** START OF EXCERPTED DATA **

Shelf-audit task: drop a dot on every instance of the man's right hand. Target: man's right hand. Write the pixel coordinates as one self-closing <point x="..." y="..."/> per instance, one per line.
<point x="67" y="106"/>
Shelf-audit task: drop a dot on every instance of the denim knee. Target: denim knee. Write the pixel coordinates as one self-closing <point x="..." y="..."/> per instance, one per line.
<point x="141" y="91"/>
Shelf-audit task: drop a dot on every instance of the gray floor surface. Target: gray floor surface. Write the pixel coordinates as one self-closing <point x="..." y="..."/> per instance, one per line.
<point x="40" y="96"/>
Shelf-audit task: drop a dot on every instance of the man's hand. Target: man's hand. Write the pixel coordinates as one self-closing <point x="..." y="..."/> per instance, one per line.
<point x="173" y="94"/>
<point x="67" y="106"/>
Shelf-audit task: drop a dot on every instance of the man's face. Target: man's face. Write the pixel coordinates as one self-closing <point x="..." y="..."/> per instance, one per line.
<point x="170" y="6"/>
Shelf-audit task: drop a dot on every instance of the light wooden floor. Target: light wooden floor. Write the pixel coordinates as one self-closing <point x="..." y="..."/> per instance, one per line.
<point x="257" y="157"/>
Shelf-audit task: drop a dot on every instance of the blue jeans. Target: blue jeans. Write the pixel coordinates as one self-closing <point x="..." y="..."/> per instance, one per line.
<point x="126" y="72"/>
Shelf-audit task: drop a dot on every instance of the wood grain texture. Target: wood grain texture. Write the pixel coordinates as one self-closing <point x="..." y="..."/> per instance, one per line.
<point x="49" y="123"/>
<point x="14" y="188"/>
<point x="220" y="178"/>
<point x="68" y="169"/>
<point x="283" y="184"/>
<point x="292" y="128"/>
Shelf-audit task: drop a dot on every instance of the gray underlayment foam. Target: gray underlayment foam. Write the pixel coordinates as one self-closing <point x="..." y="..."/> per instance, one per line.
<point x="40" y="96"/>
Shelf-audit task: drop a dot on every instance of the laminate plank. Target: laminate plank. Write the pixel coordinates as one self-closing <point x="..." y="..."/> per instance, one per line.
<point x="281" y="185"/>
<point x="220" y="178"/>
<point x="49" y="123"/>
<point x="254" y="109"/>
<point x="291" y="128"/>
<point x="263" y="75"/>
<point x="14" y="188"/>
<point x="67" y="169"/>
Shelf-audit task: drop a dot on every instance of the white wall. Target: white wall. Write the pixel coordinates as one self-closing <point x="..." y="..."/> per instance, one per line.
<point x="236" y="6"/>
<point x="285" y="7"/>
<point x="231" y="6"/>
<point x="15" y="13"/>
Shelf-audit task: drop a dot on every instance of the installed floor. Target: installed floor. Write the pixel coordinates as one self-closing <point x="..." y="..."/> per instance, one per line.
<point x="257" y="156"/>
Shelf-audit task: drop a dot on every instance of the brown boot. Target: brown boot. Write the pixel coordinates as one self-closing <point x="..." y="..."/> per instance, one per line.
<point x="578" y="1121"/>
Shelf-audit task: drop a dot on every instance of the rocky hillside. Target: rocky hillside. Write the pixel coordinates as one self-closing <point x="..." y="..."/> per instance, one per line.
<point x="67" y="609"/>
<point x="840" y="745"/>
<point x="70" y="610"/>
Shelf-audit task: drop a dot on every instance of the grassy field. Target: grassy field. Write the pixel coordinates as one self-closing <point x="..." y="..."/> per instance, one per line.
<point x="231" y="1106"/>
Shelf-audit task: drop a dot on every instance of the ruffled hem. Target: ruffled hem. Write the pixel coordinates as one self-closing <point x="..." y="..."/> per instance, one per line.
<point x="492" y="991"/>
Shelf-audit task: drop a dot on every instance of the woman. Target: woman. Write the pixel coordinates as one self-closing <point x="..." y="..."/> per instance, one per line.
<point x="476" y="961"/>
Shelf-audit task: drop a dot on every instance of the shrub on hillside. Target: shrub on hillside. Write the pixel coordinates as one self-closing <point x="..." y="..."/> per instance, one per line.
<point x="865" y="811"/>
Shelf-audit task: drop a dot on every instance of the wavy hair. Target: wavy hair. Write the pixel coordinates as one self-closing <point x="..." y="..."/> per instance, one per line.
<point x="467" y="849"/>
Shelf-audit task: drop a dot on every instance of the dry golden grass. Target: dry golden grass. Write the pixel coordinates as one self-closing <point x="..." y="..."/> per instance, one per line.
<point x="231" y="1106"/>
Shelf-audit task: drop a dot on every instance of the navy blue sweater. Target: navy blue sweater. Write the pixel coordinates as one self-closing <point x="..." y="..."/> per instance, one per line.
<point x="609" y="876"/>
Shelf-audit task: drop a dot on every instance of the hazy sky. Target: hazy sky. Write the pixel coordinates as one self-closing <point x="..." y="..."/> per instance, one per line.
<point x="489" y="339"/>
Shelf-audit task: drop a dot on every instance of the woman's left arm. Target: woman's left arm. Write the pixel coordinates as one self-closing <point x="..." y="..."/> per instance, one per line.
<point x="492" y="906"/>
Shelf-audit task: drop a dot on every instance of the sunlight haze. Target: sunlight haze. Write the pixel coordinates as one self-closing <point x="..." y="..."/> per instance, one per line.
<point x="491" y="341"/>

** END OF EXCERPTED DATA **

Turn the lines above into a JSON list of strings, one string per line, leaving out any blank lines.

## EXERCISE ANSWER
[
  "Shelf-audit task: drop a dot on every instance of the man's right hand. Target: man's right hand. Write the pixel coordinates as one self-closing <point x=\"...\" y=\"...\"/> per instance, one per line.",
  "<point x=\"67\" y=\"106\"/>",
  "Shelf-audit task: drop a dot on every instance of the denim knee. Target: denim knee. Write the pixel coordinates as one self-closing <point x=\"...\" y=\"...\"/> per instance, one per line.",
  "<point x=\"141\" y=\"91\"/>",
  "Shelf-audit task: drop a dot on every instance of the gray floor surface. Target: gray floor surface. Write the pixel coordinates as one self-closing <point x=\"...\" y=\"...\"/> per instance, one per line.",
  "<point x=\"40\" y=\"96\"/>",
  "Shelf-audit task: drop a dot on every instance of the man's hand. Target: man's hand. Write the pixel coordinates as one self-closing <point x=\"...\" y=\"...\"/> per instance, one per line.",
  "<point x=\"173\" y=\"94\"/>",
  "<point x=\"67\" y=\"106\"/>",
  "Shelf-audit task: drop a dot on every instance of the man's face. Target: man's face. Write the pixel coordinates as one self-closing <point x=\"...\" y=\"...\"/> per instance, one per line.",
  "<point x=\"170\" y=\"6\"/>",
  "Shelf-audit task: drop a dot on every instance of the light wooden floor. Target: light wooden floor. Write the pixel coordinates as one self-closing <point x=\"...\" y=\"...\"/> per instance, one per line.",
  "<point x=\"257\" y=\"157\"/>",
  "Shelf-audit task: drop a dot on every instance of the blue jeans. Target: blue jeans. Write the pixel coordinates as one self-closing <point x=\"...\" y=\"...\"/> per instance, one per line.",
  "<point x=\"126\" y=\"72\"/>",
  "Shelf-audit task: drop a dot on every instance of the wood grain texture. Target: wood grain texture. Write the pixel coordinates as one self-closing <point x=\"...\" y=\"...\"/> per instance, one per line.",
  "<point x=\"49\" y=\"123\"/>",
  "<point x=\"14\" y=\"188\"/>",
  "<point x=\"220\" y=\"178\"/>",
  "<point x=\"68\" y=\"169\"/>",
  "<point x=\"283\" y=\"184\"/>",
  "<point x=\"292\" y=\"128\"/>",
  "Shelf-audit task: drop a dot on every instance of the gray underlayment foam. Target: gray underlayment foam. Write the pixel coordinates as one self-closing <point x=\"...\" y=\"...\"/> per instance, one per line.",
  "<point x=\"40\" y=\"96\"/>",
  "Shelf-audit task: drop a dot on every instance of the laminate plank. Target: laminate plank. Write the pixel coordinates as one self-closing <point x=\"...\" y=\"...\"/> per instance, one per line.",
  "<point x=\"281\" y=\"185\"/>",
  "<point x=\"220\" y=\"178\"/>",
  "<point x=\"49\" y=\"123\"/>",
  "<point x=\"254\" y=\"109\"/>",
  "<point x=\"291\" y=\"128\"/>",
  "<point x=\"263\" y=\"75\"/>",
  "<point x=\"14\" y=\"188\"/>",
  "<point x=\"67\" y=\"169\"/>",
  "Shelf-audit task: drop a dot on every instance of the white wall. Target: white wall. Write the pixel coordinates as one self-closing <point x=\"...\" y=\"...\"/> per instance, one per line.",
  "<point x=\"236\" y=\"6\"/>",
  "<point x=\"285\" y=\"7\"/>",
  "<point x=\"231\" y=\"6\"/>",
  "<point x=\"15\" y=\"13\"/>",
  "Shelf-audit task: drop a dot on every instance of the installed floor. Target: installed floor. Write the pixel coordinates as one self-closing <point x=\"...\" y=\"...\"/> per instance, one per line.",
  "<point x=\"257\" y=\"156\"/>",
  "Shelf-audit task: drop a dot on every instance of the brown boot. Target: brown boot. Write the pixel coordinates as one self-closing <point x=\"...\" y=\"...\"/> per instance, one per line.",
  "<point x=\"578\" y=\"1121\"/>",
  "Shelf-audit task: drop a dot on every instance of the rocky hillside. Target: rocky hillside. Write the pixel coordinates as one self-closing <point x=\"...\" y=\"...\"/> per instance, one per line.",
  "<point x=\"67\" y=\"609\"/>",
  "<point x=\"840\" y=\"745\"/>",
  "<point x=\"70\" y=\"610\"/>",
  "Shelf-audit task: drop a dot on every instance of the grassy field. Target: grassy field. Write the pixel coordinates as one self-closing <point x=\"...\" y=\"...\"/> per instance, one per line.",
  "<point x=\"231\" y=\"1106\"/>",
  "Shelf-audit task: drop a dot on every instance of the ruffled hem. Target: ruffled hem. Write the pixel coordinates as one self-closing <point x=\"...\" y=\"...\"/> per instance, one per line.",
  "<point x=\"492\" y=\"991\"/>",
  "Shelf-audit task: drop a dot on every instance of the woman. Target: woman. Write the pixel coordinates as one self-closing <point x=\"...\" y=\"...\"/> per instance, one per line.",
  "<point x=\"476\" y=\"961\"/>",
  "Shelf-audit task: drop a dot on every instance of the shrub on hillside. Target: shrub on hillside. Write the pixel coordinates as one self-closing <point x=\"...\" y=\"...\"/> per instance, one per line.",
  "<point x=\"865\" y=\"811\"/>",
  "Shelf-audit task: drop a dot on every instance of the wavy hair. Target: wavy hair. Write the pixel coordinates as one self-closing <point x=\"...\" y=\"...\"/> per instance, one per line.",
  "<point x=\"467\" y=\"849\"/>",
  "Shelf-audit task: drop a dot on every instance of the dry golden grass. Target: dry golden grass. Write the pixel coordinates as one self-closing <point x=\"...\" y=\"...\"/> per instance, one per line.",
  "<point x=\"231\" y=\"1106\"/>",
  "Shelf-audit task: drop a dot on every instance of the navy blue sweater. Target: navy blue sweater. Write the pixel coordinates as one self-closing <point x=\"...\" y=\"...\"/> per instance, one per line.",
  "<point x=\"609\" y=\"876\"/>",
  "Shelf-audit task: drop a dot on every instance of the hazy sky. Target: hazy sky. Write the pixel coordinates as one self-closing <point x=\"...\" y=\"...\"/> per instance, one per line.",
  "<point x=\"489\" y=\"339\"/>",
  "Shelf-audit task: drop a dot on every instance of the woman's left arm. Target: woman's left arm. Write the pixel coordinates as one self-closing <point x=\"...\" y=\"...\"/> per instance, one per line.",
  "<point x=\"492\" y=\"906\"/>",
  "Shelf-audit task: drop a dot on every instance of the sunlight haze. Target: sunlight haze. Write the pixel coordinates as one self-closing <point x=\"...\" y=\"...\"/> per instance, one per line.",
  "<point x=\"491\" y=\"341\"/>"
]